▶ [TASK LIST]
• a. From the entertainment news text, extract the passage between "Got a couple" and "and 15 wins.", inclusive.
• b. According to the entertainment news text, what organization does Hwang chair?

==== TEXT EXCERPT ====

Hwang is chair of the American Theater Wing, the organization responsible for the Tonys. A date and the format for the next Tonys have not been announced. “We are we are still trying to figure that out,” he says. “I think that all I can say right now because it’s obviously been incredibly challenging to figure out how to honor the shows that opened to the fall of 2019 so are continuing to work on how to present a 2020 Tonys.”
At the onset of the pandemic, Hwang was been working on a revival of “Aida.” “We were right in the middle of the workshop with Schele Williams directing when Broadway shut down,” he says. “We have a new version of the book. Schele as great concepts and we’re just looking to get to a place where we can get in a room together again and continue to work.”
Got a couple of exclusives for ya! Congrats to Lauren Howes for being named the new executive director of the Canadian LGBTQ film fest Inside Out. Howes, who identifies as nonbinary, was the exec director of the Canadian Filmmakers Distribution Centre for the past 14 years. … Marcus Lemonis, businessman and host of CNBC’s “The Profit,” has invested in Lydia Tenaglia and Chris Collins’ production company Zero Point Zero. ZPZ was founded in 2003; its content, including “Anthony Bourdain: Parts Unknown,” “United Shades of America” and “My Next Guest Needs No Introduction With David Letterman,” has earned 50 Primetime Emmy nominations and 15 wins.
Robin Wright didn’t plan to star in her feature directorial debut, “Land,” about a woman who moves to a remote cabin after suffering a great tragedy. “We got financed, and we had this slim window in which we had to cast it and get up on that mountain and start prepping because we had to get four seasons in 29 days. … The producers were like, ‘We don’t have a choice to wait to see if we get a response. Robin, I think you’re gonna have to just be in it.’” Demián Bichir, who co-stars as a stranger who befriends her character, says the drama helped him heal from a “very heavy personal journey.” “Just being up there in those beautiful mountains — oh my God. Nature has that power,” Bichir says. Listen to my interviews with Wright and Bichir on this week’s “Just for Variety” podcast.

==== RECORD SET ====

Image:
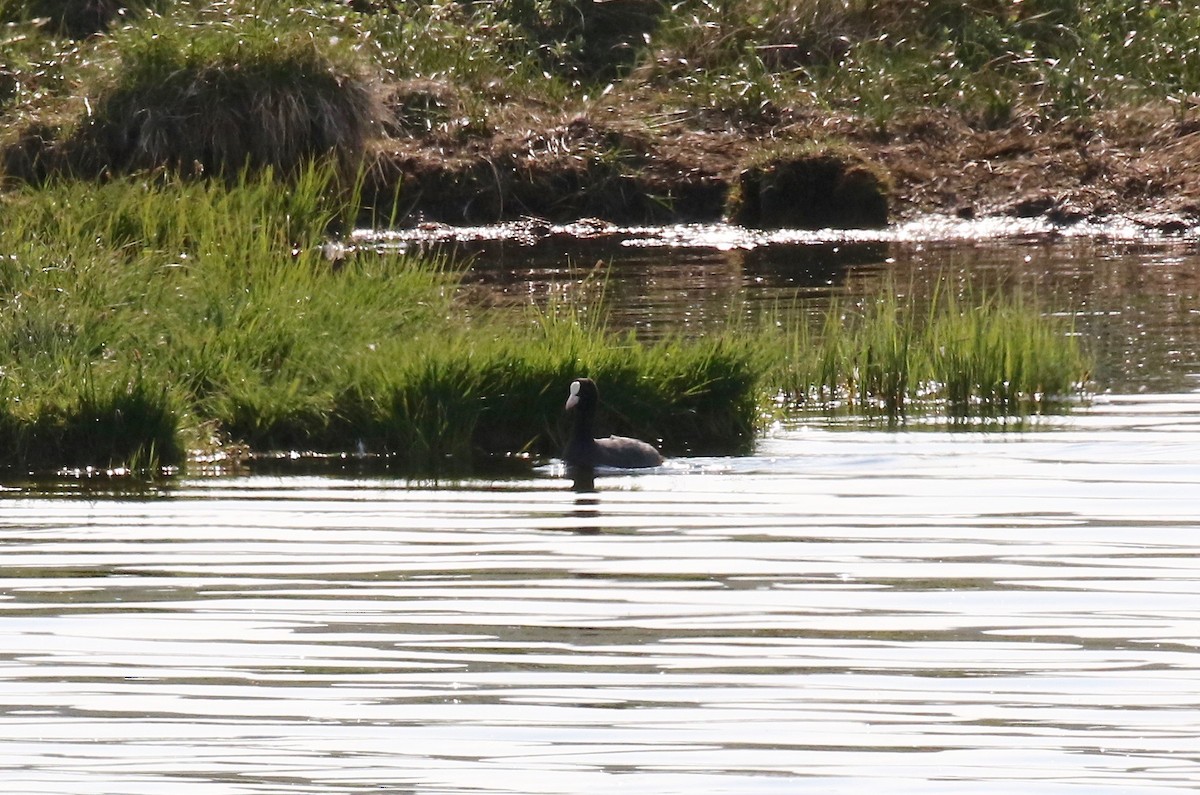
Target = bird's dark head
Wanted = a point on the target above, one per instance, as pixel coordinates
(583, 395)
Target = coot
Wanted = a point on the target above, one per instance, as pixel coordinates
(585, 450)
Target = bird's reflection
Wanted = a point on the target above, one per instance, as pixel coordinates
(583, 483)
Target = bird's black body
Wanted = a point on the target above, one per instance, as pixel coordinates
(586, 450)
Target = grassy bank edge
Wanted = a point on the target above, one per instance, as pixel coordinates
(150, 321)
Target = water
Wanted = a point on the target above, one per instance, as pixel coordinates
(841, 611)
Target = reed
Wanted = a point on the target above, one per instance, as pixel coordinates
(966, 356)
(143, 317)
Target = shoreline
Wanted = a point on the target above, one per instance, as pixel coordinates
(1141, 166)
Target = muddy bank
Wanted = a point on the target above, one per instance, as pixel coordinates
(631, 165)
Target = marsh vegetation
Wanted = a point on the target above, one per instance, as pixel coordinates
(174, 171)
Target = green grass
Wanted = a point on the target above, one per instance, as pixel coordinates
(964, 356)
(144, 320)
(303, 77)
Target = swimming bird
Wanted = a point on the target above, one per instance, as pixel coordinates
(585, 450)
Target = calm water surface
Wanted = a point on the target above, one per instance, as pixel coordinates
(843, 611)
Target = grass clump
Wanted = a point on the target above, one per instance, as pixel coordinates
(217, 89)
(966, 357)
(144, 318)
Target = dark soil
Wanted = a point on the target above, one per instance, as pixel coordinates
(631, 165)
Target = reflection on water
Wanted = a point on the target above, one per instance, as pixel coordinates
(839, 613)
(1135, 300)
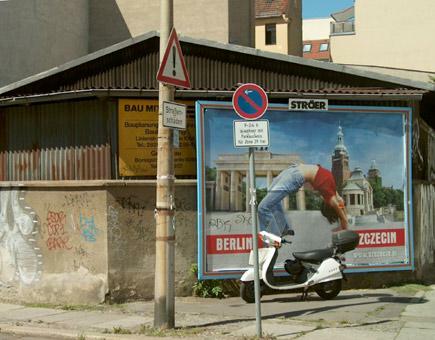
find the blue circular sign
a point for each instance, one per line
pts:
(250, 101)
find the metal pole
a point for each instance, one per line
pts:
(253, 203)
(164, 299)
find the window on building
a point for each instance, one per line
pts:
(307, 48)
(271, 34)
(323, 47)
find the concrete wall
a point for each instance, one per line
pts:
(389, 34)
(53, 243)
(116, 20)
(40, 34)
(131, 236)
(86, 243)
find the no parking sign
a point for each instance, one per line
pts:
(250, 101)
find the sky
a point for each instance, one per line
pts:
(323, 8)
(313, 136)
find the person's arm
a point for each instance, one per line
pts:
(337, 203)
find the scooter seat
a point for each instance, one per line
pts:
(317, 255)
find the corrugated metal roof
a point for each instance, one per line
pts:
(133, 64)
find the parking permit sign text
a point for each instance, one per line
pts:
(251, 133)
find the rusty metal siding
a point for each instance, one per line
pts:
(210, 68)
(205, 73)
(59, 141)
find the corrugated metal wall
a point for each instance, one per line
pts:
(58, 141)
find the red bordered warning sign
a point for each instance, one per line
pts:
(172, 69)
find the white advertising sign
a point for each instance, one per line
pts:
(308, 104)
(174, 115)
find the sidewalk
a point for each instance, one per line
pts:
(354, 314)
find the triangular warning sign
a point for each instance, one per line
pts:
(172, 69)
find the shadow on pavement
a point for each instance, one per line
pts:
(314, 310)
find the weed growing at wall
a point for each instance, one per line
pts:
(213, 288)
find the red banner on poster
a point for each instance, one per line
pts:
(381, 238)
(230, 244)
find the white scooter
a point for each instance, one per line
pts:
(320, 269)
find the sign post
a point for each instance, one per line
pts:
(172, 72)
(250, 103)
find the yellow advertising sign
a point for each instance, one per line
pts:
(138, 126)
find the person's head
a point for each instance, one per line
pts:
(329, 212)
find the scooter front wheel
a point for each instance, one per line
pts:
(247, 291)
(328, 290)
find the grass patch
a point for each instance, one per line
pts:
(410, 288)
(100, 307)
(120, 330)
(179, 332)
(254, 337)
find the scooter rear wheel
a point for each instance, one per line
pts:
(328, 290)
(247, 291)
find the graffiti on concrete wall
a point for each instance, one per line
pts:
(57, 237)
(88, 229)
(20, 258)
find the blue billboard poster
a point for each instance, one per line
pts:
(366, 150)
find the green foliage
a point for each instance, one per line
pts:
(120, 330)
(207, 288)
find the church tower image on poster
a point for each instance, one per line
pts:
(340, 161)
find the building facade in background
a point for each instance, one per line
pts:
(43, 34)
(386, 36)
(278, 26)
(315, 36)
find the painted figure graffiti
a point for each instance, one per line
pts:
(19, 257)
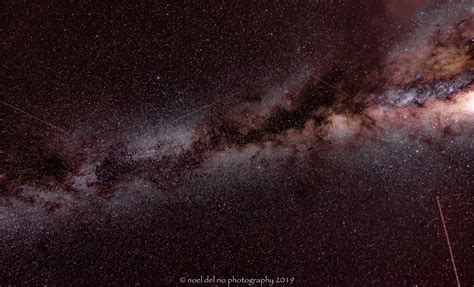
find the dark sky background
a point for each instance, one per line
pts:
(145, 142)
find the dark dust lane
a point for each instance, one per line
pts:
(309, 143)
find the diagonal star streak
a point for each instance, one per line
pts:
(35, 117)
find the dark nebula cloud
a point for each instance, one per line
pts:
(153, 141)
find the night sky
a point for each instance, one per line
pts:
(328, 143)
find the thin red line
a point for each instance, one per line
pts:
(458, 284)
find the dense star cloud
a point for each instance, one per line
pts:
(178, 140)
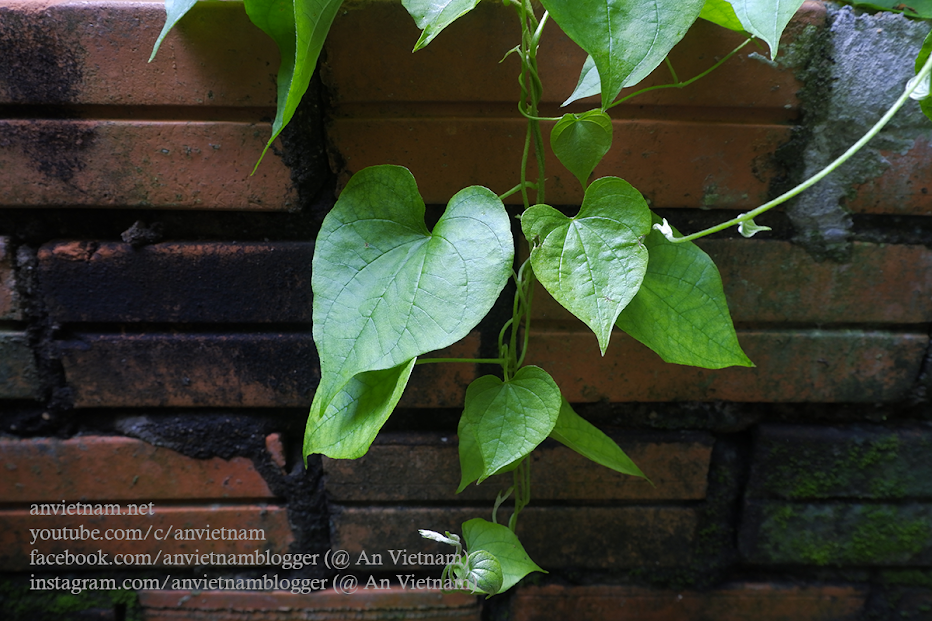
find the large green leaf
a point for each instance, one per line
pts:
(509, 419)
(432, 16)
(766, 18)
(299, 27)
(627, 39)
(580, 141)
(680, 311)
(357, 412)
(386, 289)
(592, 264)
(504, 545)
(577, 433)
(174, 10)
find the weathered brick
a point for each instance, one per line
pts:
(150, 164)
(325, 605)
(18, 376)
(735, 602)
(193, 282)
(110, 468)
(9, 299)
(584, 537)
(792, 366)
(798, 462)
(97, 53)
(454, 152)
(274, 534)
(776, 281)
(412, 467)
(781, 533)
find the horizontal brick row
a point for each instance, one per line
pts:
(798, 462)
(732, 602)
(792, 366)
(425, 467)
(227, 370)
(118, 469)
(97, 53)
(584, 537)
(19, 378)
(323, 605)
(155, 165)
(779, 282)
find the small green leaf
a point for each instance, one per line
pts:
(299, 28)
(483, 572)
(720, 12)
(592, 264)
(356, 413)
(577, 433)
(432, 16)
(680, 311)
(174, 10)
(580, 141)
(589, 84)
(499, 541)
(766, 18)
(627, 39)
(507, 420)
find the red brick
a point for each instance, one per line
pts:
(739, 602)
(16, 539)
(776, 281)
(181, 282)
(18, 376)
(583, 537)
(425, 467)
(9, 299)
(145, 164)
(455, 152)
(111, 468)
(792, 366)
(100, 51)
(324, 605)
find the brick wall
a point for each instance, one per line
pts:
(156, 350)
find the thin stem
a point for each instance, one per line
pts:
(811, 181)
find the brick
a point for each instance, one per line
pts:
(227, 370)
(777, 281)
(144, 164)
(16, 539)
(583, 537)
(425, 467)
(9, 298)
(18, 376)
(781, 533)
(394, 603)
(734, 602)
(797, 462)
(792, 366)
(97, 54)
(194, 282)
(110, 468)
(455, 152)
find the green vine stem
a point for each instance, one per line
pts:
(911, 86)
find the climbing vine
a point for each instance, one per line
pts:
(388, 290)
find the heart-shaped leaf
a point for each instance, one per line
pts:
(503, 545)
(592, 264)
(432, 16)
(577, 433)
(357, 412)
(580, 141)
(507, 419)
(627, 39)
(680, 311)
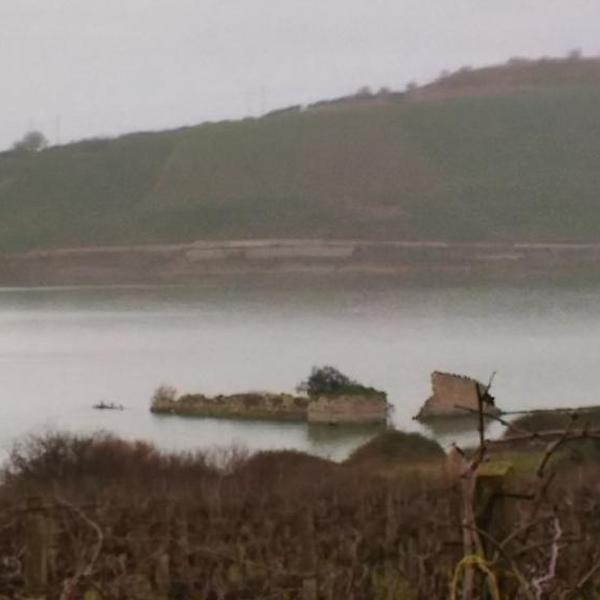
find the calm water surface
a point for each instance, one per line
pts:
(64, 349)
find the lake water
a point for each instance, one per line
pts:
(64, 349)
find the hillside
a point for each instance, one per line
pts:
(508, 153)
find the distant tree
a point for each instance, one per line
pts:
(32, 141)
(325, 380)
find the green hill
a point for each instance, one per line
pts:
(499, 154)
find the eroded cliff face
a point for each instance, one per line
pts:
(451, 391)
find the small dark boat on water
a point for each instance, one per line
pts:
(108, 406)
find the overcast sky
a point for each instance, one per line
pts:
(82, 68)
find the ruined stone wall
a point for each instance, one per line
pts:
(238, 406)
(348, 409)
(449, 391)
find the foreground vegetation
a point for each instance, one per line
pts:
(487, 155)
(120, 520)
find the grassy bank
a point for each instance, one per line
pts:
(479, 163)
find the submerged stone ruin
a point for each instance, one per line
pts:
(450, 391)
(369, 407)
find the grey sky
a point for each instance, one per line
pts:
(110, 66)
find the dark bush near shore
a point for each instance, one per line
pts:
(134, 523)
(397, 447)
(329, 381)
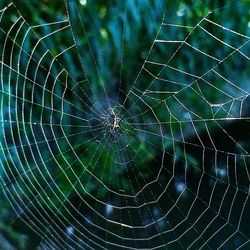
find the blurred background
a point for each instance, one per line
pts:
(103, 62)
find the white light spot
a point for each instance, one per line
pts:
(70, 230)
(83, 2)
(180, 12)
(104, 33)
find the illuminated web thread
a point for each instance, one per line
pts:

====

▶ [TASK-BY-TASK ANSWERS]
• a.
Got a couple of exclusives for ya! Congrats to Lauren Howes for being named the new executive director of the Canadian LGBTQ film fest Inside Out. Howes, who identifies as nonbinary, was the exec director of the Canadian Filmmakers Distribution Centre for the past 14 years. … Marcus Lemonis, businessman and host of CNBC’s “The Profit,” has invested in Lydia Tenaglia and Chris Collins’ production company Zero Point Zero. ZPZ was founded in 2003; its content, including “Anthony Bourdain: Parts Unknown,” “United Shades of America” and “My Next Guest Needs No Introduction With David Letterman,” has earned 50 Primetime Emmy nominations and 15 wins.

• b. The American Theater Wing